» **Tarea planteada**
¿Puedes reproducir todos los datos que siguen, línea por línea y sin cambiar nada?
◇ ◇ ◇ ◇ ◇ ◇ ◇
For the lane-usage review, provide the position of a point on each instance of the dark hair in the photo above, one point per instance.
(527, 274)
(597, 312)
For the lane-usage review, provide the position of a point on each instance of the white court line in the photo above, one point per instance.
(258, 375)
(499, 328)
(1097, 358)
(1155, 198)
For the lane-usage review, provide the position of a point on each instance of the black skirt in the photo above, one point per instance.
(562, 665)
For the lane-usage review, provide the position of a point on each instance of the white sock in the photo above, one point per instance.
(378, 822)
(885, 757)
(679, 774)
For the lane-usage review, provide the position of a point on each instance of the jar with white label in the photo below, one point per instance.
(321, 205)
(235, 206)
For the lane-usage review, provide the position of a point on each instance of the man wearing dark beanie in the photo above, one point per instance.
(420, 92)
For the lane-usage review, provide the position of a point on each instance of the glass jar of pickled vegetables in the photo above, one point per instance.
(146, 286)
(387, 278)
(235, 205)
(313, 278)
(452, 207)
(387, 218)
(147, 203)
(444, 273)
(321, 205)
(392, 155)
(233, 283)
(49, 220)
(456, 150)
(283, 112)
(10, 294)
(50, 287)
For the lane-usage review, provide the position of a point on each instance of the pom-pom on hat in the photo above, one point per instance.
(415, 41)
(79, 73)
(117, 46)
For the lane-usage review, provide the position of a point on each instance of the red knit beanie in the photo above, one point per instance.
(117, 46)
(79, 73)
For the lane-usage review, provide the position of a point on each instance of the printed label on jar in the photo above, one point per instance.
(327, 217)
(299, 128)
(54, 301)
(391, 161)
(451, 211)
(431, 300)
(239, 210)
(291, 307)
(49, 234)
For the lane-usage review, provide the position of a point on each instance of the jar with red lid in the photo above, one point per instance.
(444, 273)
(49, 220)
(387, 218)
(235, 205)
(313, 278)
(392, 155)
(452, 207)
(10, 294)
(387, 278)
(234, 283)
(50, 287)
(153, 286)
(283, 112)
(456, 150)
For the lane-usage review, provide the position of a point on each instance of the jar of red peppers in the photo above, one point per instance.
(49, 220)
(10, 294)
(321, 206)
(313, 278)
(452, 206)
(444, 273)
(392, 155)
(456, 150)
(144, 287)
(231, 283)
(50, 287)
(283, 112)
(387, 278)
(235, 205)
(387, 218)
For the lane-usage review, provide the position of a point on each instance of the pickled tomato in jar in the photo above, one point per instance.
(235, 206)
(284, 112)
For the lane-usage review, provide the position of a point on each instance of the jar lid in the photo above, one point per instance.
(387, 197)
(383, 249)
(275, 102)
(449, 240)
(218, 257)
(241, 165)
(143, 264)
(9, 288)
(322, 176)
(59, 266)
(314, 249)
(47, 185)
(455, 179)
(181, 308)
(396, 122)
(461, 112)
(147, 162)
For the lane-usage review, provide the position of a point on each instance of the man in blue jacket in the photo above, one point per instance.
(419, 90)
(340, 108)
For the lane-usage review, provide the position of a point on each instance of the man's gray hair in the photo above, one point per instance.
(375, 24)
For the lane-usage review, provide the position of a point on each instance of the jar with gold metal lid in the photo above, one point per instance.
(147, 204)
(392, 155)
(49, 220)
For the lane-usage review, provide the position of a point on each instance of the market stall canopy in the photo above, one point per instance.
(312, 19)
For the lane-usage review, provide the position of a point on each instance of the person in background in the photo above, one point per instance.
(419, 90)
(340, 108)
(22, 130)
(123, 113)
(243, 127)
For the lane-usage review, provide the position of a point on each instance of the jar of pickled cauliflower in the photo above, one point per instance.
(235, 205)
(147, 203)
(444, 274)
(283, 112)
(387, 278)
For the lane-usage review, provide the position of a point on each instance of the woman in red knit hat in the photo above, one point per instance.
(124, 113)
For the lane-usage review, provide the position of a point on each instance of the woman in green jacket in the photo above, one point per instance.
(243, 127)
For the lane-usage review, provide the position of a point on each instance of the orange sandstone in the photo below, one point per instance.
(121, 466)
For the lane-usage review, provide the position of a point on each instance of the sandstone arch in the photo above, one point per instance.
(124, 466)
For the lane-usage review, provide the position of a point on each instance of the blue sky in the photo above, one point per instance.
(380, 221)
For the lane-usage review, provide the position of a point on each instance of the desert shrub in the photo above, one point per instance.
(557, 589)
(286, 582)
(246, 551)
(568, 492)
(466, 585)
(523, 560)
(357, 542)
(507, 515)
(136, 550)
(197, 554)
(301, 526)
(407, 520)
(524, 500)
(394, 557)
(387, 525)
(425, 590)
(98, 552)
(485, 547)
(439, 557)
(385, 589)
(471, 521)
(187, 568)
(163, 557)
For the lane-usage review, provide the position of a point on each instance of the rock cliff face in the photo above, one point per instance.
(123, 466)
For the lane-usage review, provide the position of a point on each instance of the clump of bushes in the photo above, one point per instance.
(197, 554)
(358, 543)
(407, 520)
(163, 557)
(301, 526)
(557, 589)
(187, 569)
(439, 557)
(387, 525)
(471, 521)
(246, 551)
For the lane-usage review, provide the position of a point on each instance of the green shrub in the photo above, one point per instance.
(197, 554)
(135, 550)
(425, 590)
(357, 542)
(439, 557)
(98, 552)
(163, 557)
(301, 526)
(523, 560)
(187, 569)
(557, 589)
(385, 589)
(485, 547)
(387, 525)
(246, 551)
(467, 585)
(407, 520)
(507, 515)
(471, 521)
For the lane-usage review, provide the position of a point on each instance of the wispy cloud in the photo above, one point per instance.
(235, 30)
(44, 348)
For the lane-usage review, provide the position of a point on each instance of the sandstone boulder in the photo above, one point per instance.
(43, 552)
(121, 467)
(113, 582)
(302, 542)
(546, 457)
◇ ◇ ◇ ◇ ◇ ◇ ◇
» **Respuesta**
For the lane-usage review, provide the position of a point on each instance of the dark hair in the photo above, one point per instance.
(527, 274)
(597, 312)
For the lane-usage review, provide the position of a point on each instance of the white court line in the photo above, one point per instance.
(258, 375)
(499, 328)
(1097, 358)
(1155, 198)
For the lane-usage review, provide the position of a point on each instance of the black skirt in the photo above, one point per instance.
(562, 665)
For the lane-usage review, provide the position of a point on each instance of the white sock in the photo above, one point per instance.
(378, 822)
(885, 757)
(679, 774)
For the lane-usage review, provide the position of a point on each instance of the jar with white label in the photo below, one point per instance.
(321, 205)
(235, 206)
For the lane-usage review, provide the position of a point on each instance of the man wearing dark beanie in the photo above, one point per instance.
(420, 92)
For the lane-usage review, provide the position of a point on each instance of the glass jar of pickled vegetables in the photo above, one point per instance.
(146, 286)
(387, 278)
(235, 205)
(313, 278)
(452, 207)
(387, 218)
(147, 203)
(444, 273)
(321, 205)
(392, 155)
(233, 283)
(49, 220)
(456, 150)
(283, 112)
(10, 294)
(50, 287)
For the lane-usage review, provide the position of a point on each instance of the pom-pom on hat in the photo above, one point per instance.
(415, 41)
(79, 73)
(117, 46)
For the lane-usage review, provide the position of a point on each instance of the red knit beanie in the photo above, one point per instance.
(117, 46)
(79, 73)
For the lane-usage review, provide the position of a point on each instance of the printed label on jar in the photo above, one point per instance.
(327, 217)
(299, 128)
(54, 301)
(391, 161)
(451, 211)
(431, 300)
(239, 210)
(291, 307)
(49, 234)
For the lane-usage review, provide the position of a point on each instance of the jar with red lid in the photo above, one point per instance.
(444, 273)
(49, 220)
(387, 218)
(235, 205)
(313, 278)
(392, 155)
(452, 207)
(10, 294)
(387, 278)
(234, 283)
(50, 287)
(153, 286)
(283, 112)
(456, 150)
For the lane-usage review, provide the position of a point on each instance of the jar of red peppers in the photo above, one point per instance.
(49, 220)
(10, 294)
(321, 206)
(313, 278)
(452, 206)
(444, 273)
(392, 155)
(456, 150)
(144, 287)
(231, 283)
(50, 287)
(283, 112)
(387, 278)
(235, 205)
(387, 218)
For the lane-usage review, provide the position of a point on each instance of the pickled tomato in jar in the photo above, one point per instance.
(235, 206)
(284, 112)
For the lane-usage review, provide the position of a point on each instance of the jar lid in the photo above, one point per instance.
(387, 197)
(383, 249)
(275, 102)
(449, 240)
(218, 257)
(241, 165)
(143, 264)
(9, 288)
(322, 176)
(59, 266)
(314, 249)
(47, 185)
(455, 179)
(181, 308)
(396, 122)
(461, 112)
(147, 162)
For the lane-usage review, provide the position of a point on each instance of the man in blue jacket in the photo above, one point per instance.
(419, 90)
(340, 108)
For the lane-usage review, provide the position of a point on each instance of the man's gray hair in the photo above, one point per instance.
(375, 24)
For the lane-usage review, provide the position of a point on each instance of the jar with gold metal lid in the photo above, one point per instance.
(147, 204)
(392, 155)
(49, 220)
For the lane-usage review, provide the position of a point on each instance of the market stall canopy in the photo above, one point per instance.
(312, 19)
For the lane-usage review, provide the position of a point on each instance of the person in background in the photo above, one point per instance.
(419, 90)
(340, 108)
(22, 130)
(123, 113)
(243, 127)
For the lane-usage review, provide the position of a point on each instance of the jar of pickled cauliflower in the photo above, one point per instance.
(235, 205)
(147, 203)
(444, 274)
(283, 112)
(387, 278)
For the lane-usage review, provide the position of a point on each instance of the woman in red knit hat in the photo above, one point per instance.
(124, 113)
For the lane-usage review, provide the position of a point on each instance of the woman in green jacket in the photo above, one point per instance.
(243, 127)
For the lane-usage review, provide the position of a point on each instance of the orange sandstone in the photo below, one point per instance.
(121, 466)
For the lane-usage review, provide the position of a point on each instance of the sandstone arch in the photo above, one point per instance.
(124, 466)
For the lane-usage review, provide the position of a point on each instance of the blue sky in the photo above, one point per instance.
(380, 221)
For the lane-usage review, provide the position of a point on each instance of the desert shrub in the photo above, one point per instance.
(557, 589)
(286, 582)
(246, 551)
(568, 492)
(466, 585)
(523, 560)
(357, 542)
(507, 515)
(136, 550)
(197, 554)
(301, 526)
(407, 520)
(524, 500)
(394, 557)
(387, 525)
(425, 590)
(98, 552)
(485, 547)
(439, 557)
(385, 589)
(471, 521)
(187, 568)
(163, 557)
For the lane-usage review, provide the position of a point on each instance of the rock cliff face in the photo above, one point per instance.
(123, 466)
For the lane-usage review, provide the position of a point on each instance of the clump of bushes in the photo above, one point per instance.
(197, 554)
(358, 543)
(407, 520)
(163, 557)
(301, 526)
(557, 589)
(187, 569)
(439, 557)
(387, 525)
(471, 521)
(246, 551)
For the lane-usage review, provide the position of a point on each instance of the green shrub in the photo above, one point per instance.
(197, 554)
(135, 550)
(425, 590)
(357, 542)
(439, 557)
(98, 552)
(163, 557)
(301, 526)
(523, 560)
(187, 569)
(557, 589)
(385, 589)
(485, 547)
(387, 525)
(246, 551)
(467, 585)
(407, 520)
(507, 515)
(471, 521)
For the lane-usage review, provide the position of a point on each instance of the wispy cloud in the photo above, one point per instance.
(235, 30)
(44, 348)
For the lane-usage review, provide the position of a point on each instance of the sandstone boulder in the photo above, one point per instance.
(43, 552)
(121, 467)
(113, 582)
(302, 542)
(546, 457)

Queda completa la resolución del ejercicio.